■ Exercise details
Copy every line of the following data that includes the string "building".

Saved entries
________________________

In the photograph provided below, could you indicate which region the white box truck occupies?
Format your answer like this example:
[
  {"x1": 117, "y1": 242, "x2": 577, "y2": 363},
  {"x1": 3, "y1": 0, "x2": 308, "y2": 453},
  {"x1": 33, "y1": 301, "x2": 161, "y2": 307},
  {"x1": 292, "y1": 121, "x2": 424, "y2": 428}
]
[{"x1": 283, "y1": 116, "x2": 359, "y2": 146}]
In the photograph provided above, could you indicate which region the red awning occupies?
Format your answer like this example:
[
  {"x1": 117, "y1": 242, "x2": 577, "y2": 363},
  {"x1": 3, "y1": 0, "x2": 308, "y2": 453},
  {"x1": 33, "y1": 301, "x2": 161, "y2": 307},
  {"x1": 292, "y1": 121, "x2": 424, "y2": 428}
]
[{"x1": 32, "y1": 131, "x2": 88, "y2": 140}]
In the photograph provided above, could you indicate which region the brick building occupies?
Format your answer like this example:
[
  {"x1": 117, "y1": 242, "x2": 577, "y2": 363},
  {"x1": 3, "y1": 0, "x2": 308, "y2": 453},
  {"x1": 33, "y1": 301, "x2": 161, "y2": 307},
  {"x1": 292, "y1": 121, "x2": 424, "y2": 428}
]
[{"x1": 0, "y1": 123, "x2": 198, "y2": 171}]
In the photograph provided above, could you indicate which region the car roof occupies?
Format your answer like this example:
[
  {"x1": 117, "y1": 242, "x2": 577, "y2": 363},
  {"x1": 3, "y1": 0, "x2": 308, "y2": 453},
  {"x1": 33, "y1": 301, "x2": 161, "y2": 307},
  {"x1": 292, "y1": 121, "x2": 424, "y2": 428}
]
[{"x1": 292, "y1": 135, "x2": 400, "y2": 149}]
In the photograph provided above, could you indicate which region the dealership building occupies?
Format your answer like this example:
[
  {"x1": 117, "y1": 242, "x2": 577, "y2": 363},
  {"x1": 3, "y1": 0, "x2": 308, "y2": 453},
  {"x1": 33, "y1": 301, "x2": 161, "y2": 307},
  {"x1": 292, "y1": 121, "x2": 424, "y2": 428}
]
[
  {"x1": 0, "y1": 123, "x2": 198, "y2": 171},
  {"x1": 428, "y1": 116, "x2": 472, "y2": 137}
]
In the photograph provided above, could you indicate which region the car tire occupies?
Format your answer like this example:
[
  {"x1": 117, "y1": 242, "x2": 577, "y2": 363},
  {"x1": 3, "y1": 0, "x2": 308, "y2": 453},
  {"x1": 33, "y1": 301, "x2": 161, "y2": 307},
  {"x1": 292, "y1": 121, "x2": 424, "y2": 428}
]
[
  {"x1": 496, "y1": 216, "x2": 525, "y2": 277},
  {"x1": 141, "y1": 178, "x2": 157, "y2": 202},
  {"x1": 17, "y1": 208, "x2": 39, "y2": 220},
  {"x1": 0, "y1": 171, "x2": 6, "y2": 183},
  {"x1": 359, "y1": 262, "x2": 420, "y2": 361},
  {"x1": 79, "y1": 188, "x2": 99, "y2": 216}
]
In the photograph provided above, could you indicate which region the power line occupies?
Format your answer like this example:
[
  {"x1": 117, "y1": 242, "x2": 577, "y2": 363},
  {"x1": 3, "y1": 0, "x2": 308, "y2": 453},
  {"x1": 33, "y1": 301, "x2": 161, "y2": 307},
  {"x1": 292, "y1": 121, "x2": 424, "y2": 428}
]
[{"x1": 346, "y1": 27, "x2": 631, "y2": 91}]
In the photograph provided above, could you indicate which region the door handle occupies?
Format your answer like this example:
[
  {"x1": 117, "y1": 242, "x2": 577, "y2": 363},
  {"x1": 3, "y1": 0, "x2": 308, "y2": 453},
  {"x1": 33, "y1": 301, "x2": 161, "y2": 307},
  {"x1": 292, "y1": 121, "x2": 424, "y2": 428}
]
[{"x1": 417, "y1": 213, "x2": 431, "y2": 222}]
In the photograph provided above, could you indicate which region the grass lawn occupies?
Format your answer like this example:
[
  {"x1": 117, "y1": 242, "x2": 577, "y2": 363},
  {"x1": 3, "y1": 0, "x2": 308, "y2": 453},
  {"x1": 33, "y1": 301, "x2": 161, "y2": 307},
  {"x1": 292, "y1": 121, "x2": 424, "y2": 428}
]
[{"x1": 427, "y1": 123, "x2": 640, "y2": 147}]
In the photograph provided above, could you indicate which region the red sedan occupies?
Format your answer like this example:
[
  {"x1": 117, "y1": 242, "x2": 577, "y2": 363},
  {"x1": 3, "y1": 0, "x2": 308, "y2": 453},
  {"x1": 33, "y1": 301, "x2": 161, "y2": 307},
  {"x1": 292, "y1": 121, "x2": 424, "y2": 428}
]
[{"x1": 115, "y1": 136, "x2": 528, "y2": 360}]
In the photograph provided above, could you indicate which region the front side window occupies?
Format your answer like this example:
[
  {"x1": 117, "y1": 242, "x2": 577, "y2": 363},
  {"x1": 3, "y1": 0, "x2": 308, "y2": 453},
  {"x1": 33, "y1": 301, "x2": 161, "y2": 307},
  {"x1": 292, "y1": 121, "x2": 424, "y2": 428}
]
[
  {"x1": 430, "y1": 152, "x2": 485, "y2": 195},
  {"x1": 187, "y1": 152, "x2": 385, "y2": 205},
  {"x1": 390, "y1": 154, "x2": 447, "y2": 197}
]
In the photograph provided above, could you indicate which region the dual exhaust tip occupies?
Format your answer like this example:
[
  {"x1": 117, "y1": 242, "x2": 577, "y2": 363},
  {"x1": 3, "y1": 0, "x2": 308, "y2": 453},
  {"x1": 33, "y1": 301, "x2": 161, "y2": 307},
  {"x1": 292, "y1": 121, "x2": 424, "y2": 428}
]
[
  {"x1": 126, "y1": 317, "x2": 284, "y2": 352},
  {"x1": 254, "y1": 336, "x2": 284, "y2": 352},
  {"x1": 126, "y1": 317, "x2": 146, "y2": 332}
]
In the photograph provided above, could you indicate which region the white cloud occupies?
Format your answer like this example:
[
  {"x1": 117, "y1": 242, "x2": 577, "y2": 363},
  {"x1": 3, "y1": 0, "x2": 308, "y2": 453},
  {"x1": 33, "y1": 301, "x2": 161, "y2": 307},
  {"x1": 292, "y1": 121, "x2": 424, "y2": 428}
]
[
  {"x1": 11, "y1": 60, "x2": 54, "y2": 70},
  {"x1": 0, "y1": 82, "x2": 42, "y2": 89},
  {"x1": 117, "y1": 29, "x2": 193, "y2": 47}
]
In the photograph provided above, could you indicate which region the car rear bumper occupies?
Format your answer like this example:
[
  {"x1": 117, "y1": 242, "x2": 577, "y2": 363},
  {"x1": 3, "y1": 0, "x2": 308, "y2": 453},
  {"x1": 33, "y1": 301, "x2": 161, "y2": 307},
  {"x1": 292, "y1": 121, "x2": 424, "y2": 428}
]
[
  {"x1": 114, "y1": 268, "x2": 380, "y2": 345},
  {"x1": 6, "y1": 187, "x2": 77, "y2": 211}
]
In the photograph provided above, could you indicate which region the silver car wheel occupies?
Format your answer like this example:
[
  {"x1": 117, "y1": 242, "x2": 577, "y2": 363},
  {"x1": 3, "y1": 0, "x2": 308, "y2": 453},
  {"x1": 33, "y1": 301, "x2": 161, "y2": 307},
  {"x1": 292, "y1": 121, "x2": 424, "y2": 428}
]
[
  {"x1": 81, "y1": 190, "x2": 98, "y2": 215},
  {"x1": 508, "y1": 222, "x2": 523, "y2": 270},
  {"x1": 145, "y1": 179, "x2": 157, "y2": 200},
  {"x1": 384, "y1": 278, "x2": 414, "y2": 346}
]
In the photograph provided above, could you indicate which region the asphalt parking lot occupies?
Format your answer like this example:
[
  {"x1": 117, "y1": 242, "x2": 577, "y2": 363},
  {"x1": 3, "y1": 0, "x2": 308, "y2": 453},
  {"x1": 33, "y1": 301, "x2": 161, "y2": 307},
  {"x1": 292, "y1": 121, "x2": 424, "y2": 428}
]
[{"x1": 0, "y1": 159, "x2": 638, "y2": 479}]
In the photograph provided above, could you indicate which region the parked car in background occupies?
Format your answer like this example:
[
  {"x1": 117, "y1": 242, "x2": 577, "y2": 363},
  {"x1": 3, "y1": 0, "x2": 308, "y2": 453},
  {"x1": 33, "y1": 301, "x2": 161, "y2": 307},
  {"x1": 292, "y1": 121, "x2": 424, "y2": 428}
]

________________________

■ Solution to the problem
In the photograph provided above, could you indicate which region the brick building occupies?
In the photograph provided above, could you indicate which region the dealership building occupies?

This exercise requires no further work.